Task details =>
Please reproduce each of the following items word for word, keeping every line unchanged and in its original order.
%%
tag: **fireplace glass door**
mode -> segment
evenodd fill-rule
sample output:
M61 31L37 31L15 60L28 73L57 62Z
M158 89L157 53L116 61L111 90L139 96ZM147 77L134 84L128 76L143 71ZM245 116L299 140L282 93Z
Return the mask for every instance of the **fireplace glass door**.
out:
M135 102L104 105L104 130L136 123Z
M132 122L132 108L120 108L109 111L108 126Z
%%
Answer for this exercise =>
tag: **fireplace glass door**
mode -> segment
evenodd fill-rule
sample output:
M61 31L37 31L15 60L28 73L57 62Z
M158 89L157 53L116 61L111 90L139 96ZM147 77L134 84L128 76L143 71ZM245 116L299 140L282 93Z
Return the mask for every instance of the **fireplace glass door**.
out:
M135 102L104 105L104 130L136 123Z
M132 122L132 108L120 108L109 111L108 126Z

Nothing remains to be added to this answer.